##### Input for this task
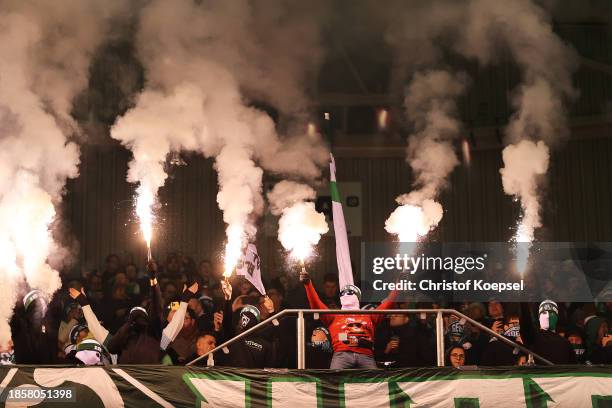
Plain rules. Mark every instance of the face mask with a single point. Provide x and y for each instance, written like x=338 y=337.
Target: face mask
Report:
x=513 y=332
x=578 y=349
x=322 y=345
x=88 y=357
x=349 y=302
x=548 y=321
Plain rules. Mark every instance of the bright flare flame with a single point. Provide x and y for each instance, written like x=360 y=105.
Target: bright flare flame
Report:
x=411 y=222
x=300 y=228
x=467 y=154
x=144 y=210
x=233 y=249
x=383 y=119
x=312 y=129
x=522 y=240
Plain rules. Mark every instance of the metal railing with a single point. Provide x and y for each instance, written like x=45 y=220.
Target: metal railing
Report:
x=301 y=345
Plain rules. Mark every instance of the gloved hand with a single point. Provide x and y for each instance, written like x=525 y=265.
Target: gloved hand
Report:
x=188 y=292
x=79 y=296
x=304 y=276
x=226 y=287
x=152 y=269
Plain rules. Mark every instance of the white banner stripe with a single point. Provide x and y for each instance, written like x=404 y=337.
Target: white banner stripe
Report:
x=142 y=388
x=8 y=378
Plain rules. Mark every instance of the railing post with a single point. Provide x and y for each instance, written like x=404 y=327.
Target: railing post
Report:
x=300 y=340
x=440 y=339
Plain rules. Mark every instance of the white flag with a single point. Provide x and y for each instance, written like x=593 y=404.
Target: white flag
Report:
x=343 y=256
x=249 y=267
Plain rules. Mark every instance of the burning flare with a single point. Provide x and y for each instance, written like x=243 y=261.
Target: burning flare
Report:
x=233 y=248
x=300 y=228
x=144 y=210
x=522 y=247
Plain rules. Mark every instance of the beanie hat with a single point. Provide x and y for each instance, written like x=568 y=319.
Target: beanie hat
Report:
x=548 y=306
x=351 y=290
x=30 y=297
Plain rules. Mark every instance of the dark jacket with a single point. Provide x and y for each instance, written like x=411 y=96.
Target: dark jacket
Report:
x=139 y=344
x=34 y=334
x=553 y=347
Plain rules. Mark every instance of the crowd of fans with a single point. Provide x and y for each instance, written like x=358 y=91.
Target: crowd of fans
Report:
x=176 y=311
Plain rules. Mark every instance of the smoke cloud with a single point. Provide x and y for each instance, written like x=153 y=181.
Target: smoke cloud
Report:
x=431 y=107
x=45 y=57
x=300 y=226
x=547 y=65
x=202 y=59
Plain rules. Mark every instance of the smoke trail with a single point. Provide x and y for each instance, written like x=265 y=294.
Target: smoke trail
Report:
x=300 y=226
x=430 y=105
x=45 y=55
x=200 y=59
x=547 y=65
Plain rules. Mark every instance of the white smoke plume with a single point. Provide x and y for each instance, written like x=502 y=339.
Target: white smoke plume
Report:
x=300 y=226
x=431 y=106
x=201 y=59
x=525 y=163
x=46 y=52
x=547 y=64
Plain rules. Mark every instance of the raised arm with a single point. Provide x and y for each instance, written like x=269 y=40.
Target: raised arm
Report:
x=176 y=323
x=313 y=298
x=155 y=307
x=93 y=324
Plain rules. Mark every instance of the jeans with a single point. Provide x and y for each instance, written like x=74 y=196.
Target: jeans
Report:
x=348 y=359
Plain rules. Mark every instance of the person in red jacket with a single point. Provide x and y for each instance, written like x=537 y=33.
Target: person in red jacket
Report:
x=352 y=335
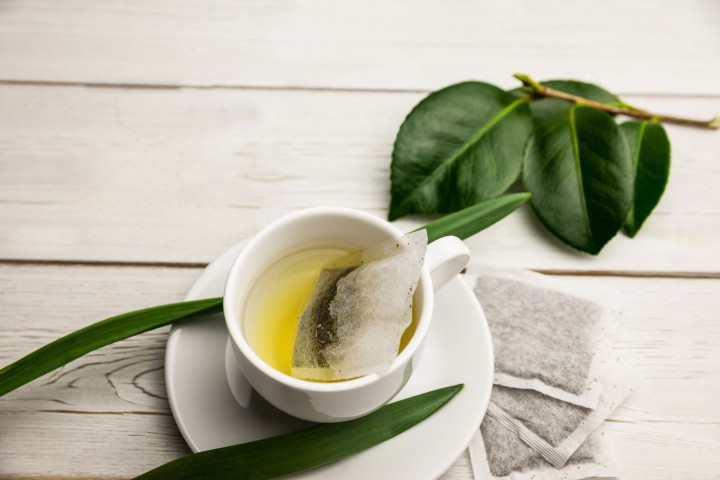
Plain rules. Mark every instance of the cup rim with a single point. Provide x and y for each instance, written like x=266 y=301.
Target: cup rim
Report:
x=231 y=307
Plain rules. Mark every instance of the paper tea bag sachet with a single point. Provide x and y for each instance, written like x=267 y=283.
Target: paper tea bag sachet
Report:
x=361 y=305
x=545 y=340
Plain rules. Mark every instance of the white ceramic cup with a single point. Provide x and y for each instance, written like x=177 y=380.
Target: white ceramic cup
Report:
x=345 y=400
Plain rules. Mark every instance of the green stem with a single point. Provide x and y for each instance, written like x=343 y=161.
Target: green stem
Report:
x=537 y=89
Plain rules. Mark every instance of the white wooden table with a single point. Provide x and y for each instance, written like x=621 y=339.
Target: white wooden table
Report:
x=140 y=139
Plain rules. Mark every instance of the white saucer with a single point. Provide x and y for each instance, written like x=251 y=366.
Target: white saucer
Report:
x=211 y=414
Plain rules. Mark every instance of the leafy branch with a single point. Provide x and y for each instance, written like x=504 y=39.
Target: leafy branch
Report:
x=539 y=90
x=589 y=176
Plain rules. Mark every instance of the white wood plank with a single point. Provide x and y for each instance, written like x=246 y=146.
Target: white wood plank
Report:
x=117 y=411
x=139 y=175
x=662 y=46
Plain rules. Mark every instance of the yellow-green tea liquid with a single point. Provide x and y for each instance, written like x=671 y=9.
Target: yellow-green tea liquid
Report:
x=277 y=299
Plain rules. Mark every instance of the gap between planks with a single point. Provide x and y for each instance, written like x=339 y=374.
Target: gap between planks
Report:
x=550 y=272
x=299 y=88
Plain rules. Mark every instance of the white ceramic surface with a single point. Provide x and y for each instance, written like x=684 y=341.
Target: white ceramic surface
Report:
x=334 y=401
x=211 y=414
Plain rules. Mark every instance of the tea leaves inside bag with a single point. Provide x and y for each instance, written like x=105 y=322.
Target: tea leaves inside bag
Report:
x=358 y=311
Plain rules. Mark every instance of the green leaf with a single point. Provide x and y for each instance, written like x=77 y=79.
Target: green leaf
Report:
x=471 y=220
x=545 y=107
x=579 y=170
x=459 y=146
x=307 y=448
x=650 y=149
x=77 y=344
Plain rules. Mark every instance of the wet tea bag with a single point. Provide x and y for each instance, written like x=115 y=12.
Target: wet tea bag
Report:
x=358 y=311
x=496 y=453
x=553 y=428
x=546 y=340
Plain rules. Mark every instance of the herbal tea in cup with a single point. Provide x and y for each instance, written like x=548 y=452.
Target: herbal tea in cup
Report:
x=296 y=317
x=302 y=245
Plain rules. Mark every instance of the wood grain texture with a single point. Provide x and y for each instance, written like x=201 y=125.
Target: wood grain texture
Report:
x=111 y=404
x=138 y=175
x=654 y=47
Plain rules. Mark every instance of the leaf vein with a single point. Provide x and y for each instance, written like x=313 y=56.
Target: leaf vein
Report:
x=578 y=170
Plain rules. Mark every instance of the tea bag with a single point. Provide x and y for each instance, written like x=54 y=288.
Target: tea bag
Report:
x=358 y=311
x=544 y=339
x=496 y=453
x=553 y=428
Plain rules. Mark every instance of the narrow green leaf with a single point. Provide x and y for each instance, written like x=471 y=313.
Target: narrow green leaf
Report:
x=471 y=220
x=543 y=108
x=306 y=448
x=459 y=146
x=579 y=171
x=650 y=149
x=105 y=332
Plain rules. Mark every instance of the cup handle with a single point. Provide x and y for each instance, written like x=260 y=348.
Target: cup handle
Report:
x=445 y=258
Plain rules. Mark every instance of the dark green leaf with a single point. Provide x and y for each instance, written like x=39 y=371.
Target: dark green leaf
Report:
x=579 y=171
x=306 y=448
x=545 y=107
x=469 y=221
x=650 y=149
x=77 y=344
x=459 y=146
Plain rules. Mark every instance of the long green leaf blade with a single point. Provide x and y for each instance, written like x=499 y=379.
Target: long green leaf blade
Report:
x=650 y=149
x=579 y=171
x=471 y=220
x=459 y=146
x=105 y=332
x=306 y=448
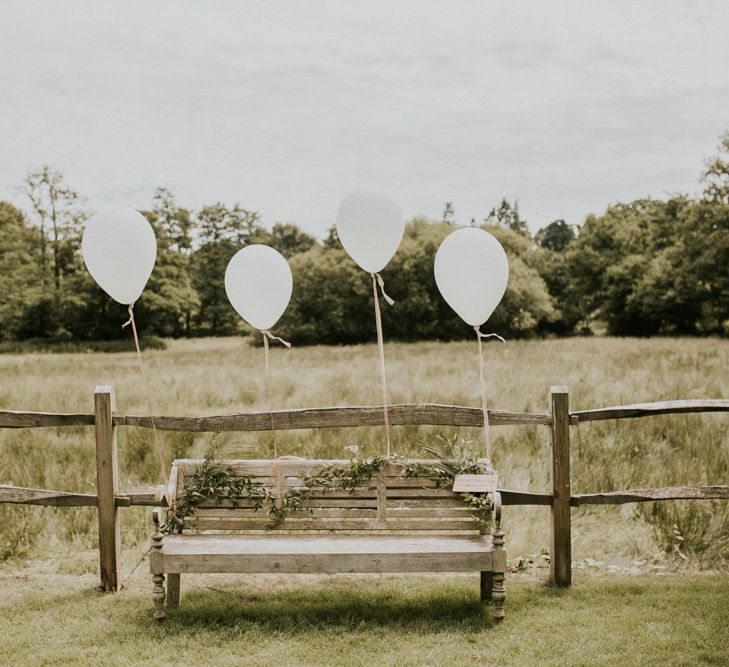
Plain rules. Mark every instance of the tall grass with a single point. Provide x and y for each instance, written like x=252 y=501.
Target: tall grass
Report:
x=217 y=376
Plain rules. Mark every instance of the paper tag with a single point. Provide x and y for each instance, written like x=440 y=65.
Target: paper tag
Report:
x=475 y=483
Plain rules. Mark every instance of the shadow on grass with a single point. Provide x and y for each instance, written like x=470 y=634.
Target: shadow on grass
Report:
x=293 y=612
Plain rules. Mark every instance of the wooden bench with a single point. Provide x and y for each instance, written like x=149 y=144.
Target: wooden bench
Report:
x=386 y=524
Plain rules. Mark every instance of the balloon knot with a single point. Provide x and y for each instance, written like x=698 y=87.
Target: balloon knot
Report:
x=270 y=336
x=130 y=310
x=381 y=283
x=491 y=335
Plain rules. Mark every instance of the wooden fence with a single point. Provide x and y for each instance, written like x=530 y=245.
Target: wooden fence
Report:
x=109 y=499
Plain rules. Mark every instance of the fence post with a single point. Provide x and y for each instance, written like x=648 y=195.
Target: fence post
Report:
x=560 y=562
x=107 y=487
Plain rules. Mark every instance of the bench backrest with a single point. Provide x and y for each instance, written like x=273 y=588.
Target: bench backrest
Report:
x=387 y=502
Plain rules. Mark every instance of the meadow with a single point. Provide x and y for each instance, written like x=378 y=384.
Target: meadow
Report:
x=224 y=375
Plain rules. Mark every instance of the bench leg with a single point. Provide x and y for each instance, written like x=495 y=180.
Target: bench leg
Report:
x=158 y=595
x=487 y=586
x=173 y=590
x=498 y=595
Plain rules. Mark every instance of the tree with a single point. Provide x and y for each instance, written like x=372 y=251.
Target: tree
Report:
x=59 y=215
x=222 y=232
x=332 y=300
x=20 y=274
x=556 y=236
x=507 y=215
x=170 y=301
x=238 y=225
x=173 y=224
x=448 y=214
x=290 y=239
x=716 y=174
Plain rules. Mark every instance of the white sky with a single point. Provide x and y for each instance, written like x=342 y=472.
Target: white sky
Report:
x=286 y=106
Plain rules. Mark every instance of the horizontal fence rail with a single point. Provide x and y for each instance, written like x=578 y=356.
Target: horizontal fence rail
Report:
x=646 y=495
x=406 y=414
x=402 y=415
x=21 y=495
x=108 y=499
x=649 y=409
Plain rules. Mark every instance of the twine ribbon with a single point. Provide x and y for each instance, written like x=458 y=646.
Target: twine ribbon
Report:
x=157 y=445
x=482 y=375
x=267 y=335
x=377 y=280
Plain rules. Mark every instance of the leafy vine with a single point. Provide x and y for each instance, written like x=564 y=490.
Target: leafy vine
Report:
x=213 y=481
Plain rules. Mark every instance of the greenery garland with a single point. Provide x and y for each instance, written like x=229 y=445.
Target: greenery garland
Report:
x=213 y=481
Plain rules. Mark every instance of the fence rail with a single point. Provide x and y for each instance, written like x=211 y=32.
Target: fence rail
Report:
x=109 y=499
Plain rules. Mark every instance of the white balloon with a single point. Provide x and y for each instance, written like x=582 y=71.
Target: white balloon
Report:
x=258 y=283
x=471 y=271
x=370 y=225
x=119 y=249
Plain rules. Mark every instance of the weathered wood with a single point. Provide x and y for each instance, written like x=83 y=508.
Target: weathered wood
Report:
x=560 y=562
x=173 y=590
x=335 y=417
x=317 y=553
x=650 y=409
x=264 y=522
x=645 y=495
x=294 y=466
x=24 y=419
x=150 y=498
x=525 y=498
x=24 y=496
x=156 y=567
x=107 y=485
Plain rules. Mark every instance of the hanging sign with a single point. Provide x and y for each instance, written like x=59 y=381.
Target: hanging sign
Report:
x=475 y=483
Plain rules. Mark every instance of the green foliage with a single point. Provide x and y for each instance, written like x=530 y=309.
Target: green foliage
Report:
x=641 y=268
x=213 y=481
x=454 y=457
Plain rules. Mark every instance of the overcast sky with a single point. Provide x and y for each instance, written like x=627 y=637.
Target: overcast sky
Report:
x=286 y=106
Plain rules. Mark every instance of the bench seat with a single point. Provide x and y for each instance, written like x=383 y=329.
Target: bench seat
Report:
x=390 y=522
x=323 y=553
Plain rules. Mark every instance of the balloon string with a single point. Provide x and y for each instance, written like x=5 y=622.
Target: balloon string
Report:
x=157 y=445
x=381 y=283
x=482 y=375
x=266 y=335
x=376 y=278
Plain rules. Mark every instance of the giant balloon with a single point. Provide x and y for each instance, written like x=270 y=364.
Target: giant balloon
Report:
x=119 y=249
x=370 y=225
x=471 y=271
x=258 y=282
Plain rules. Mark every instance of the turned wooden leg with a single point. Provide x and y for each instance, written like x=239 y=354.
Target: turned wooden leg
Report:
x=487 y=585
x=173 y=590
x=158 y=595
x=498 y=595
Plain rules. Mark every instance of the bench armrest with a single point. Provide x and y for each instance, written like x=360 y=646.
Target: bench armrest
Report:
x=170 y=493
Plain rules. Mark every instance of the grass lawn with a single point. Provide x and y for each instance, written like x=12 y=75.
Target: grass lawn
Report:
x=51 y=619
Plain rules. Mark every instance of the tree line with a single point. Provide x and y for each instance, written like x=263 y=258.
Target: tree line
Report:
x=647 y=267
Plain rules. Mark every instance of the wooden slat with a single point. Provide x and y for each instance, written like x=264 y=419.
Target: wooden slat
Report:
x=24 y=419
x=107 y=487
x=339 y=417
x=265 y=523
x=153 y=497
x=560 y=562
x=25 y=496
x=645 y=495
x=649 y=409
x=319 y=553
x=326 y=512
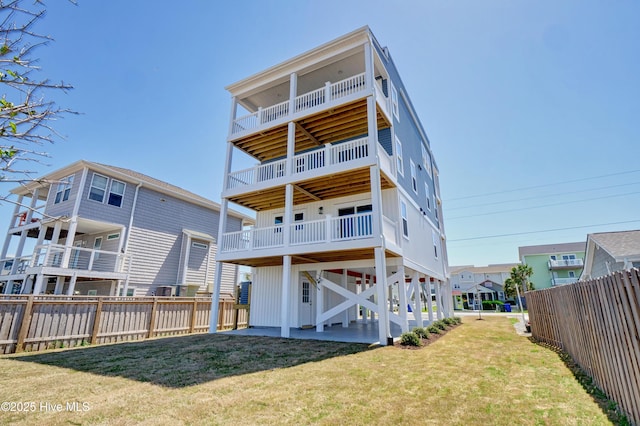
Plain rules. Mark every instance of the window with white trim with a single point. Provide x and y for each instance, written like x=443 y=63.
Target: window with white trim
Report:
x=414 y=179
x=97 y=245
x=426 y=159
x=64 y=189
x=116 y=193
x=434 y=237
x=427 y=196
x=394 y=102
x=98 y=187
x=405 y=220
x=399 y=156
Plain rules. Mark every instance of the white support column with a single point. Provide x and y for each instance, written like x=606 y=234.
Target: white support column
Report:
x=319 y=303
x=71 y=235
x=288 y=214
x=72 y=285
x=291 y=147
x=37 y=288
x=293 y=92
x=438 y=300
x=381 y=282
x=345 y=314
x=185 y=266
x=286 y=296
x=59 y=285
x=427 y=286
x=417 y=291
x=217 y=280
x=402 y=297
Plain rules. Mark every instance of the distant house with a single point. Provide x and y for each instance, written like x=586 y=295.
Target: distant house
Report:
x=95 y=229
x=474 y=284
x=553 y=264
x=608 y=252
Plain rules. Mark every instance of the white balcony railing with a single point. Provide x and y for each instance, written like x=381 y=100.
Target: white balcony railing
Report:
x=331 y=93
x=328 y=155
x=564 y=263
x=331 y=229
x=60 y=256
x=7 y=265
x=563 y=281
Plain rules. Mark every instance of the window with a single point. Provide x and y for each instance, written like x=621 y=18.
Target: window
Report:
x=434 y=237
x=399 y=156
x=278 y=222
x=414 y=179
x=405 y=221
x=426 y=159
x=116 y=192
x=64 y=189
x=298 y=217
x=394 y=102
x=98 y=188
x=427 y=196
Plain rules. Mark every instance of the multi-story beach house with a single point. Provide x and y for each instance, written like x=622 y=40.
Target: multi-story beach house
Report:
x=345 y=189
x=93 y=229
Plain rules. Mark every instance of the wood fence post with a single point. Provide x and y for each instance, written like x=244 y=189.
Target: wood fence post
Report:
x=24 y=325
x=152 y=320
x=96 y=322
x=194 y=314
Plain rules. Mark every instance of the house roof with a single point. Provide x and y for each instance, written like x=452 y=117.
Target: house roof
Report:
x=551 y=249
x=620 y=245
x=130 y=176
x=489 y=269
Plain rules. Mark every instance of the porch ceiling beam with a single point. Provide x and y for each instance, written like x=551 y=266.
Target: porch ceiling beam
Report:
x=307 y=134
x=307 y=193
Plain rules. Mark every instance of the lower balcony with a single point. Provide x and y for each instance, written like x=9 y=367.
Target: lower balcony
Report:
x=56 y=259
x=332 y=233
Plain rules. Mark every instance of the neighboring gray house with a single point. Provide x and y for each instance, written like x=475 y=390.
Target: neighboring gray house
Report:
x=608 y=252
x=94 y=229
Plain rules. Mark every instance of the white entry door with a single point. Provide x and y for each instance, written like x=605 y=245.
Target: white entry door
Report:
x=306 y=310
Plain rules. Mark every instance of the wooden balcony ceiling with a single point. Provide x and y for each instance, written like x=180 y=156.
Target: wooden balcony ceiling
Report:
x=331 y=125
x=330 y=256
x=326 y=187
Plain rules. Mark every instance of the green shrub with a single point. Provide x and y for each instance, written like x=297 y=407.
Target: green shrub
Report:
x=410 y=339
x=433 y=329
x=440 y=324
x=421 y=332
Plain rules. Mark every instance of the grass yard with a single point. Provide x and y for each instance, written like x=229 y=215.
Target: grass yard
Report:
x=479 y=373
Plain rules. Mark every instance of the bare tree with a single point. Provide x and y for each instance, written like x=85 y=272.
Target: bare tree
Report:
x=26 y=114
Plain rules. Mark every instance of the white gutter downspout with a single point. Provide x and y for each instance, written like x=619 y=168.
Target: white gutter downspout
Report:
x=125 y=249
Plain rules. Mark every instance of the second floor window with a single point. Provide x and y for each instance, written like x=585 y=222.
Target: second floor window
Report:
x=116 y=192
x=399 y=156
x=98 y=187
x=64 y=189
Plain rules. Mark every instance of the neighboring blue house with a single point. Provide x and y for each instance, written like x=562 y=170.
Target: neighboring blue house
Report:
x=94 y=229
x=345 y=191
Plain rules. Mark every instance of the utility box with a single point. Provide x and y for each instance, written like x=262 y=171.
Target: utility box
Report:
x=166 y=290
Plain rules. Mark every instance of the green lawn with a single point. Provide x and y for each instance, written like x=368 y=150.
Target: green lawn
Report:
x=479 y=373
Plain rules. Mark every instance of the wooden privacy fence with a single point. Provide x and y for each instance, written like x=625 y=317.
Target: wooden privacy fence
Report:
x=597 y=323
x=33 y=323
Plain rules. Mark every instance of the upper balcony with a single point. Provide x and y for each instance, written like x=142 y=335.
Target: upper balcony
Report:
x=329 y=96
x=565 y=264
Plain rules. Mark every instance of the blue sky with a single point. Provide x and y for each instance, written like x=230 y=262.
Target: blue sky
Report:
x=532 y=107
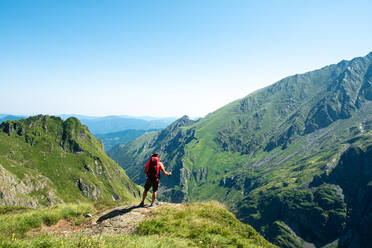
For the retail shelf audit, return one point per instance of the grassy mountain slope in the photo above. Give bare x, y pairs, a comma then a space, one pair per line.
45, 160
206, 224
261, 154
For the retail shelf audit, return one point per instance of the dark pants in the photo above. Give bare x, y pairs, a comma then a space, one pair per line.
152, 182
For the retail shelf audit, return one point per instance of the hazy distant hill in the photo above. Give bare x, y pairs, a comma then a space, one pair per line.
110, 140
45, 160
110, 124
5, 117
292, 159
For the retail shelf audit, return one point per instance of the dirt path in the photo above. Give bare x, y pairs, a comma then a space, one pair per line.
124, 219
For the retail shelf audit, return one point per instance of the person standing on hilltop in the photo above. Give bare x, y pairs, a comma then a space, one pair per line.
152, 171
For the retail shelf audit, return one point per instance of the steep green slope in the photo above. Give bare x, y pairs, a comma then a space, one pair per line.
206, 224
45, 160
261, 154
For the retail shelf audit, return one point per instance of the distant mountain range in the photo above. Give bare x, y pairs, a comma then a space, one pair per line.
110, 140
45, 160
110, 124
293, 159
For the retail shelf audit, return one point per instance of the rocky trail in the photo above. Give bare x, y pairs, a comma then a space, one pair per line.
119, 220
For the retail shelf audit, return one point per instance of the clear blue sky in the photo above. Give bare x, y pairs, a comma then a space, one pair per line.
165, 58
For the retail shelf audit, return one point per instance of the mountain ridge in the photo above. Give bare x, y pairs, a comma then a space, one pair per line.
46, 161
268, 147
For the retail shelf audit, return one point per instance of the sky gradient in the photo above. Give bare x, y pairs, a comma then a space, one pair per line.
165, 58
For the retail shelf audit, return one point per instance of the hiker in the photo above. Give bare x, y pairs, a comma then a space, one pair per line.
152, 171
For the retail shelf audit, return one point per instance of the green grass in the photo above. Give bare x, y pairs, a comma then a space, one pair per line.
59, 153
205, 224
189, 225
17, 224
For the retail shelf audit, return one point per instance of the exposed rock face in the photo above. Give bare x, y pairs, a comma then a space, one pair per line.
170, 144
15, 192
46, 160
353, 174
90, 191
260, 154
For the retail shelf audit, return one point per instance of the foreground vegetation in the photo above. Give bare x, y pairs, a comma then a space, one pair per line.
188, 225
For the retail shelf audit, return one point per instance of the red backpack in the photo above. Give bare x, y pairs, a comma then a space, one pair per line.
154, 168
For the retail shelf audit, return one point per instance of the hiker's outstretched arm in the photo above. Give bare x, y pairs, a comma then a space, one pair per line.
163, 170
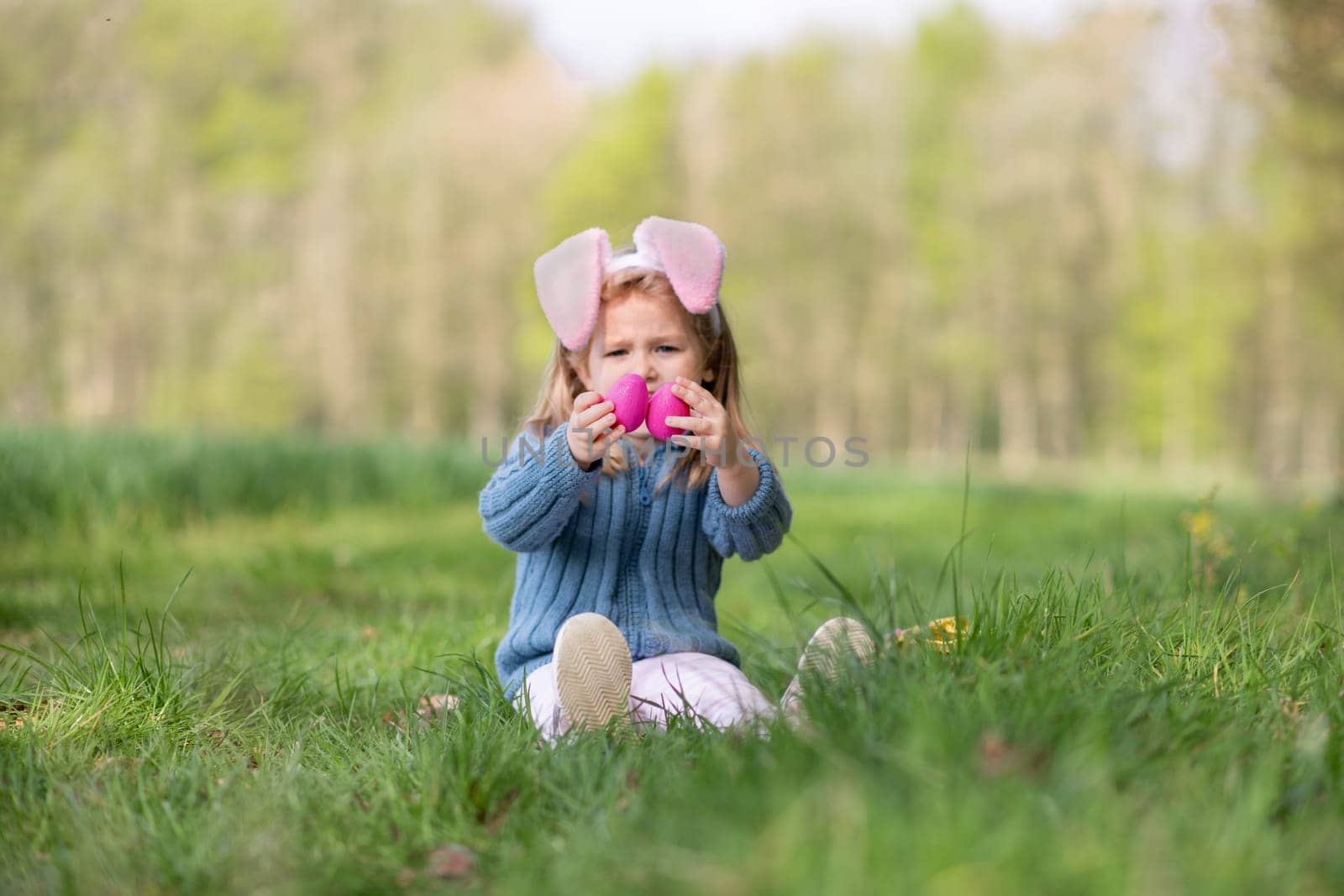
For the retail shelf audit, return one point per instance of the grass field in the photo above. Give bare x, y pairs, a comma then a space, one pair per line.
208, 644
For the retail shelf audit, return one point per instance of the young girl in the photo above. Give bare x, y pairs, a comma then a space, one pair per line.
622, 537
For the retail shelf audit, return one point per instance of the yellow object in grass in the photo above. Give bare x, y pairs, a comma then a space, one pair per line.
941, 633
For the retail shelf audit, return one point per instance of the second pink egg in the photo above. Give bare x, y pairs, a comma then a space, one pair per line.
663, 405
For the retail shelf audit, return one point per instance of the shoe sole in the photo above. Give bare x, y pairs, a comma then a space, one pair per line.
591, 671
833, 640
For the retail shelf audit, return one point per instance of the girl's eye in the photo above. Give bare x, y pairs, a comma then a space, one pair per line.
##########
The task.
Return an exact copy of only the lines from the one with "the second pink" through the end of the listing above, both included.

Written answer.
For the retail shelf audit, return one point per instance of the second pink egg in the photo above. Give bare x, y pairs, a comma then a space, one pair per line.
663, 405
For the retail shelf audit, return one point per instance of the shoe sole in the photo above. Give bare x, y pairs, a comma then a space, one pair per line.
591, 671
833, 640
For the retail shelf audit, return one point per instance of the girl's eye in the photo above. Give bare x, y pairs, a comma then a space, one pair per line.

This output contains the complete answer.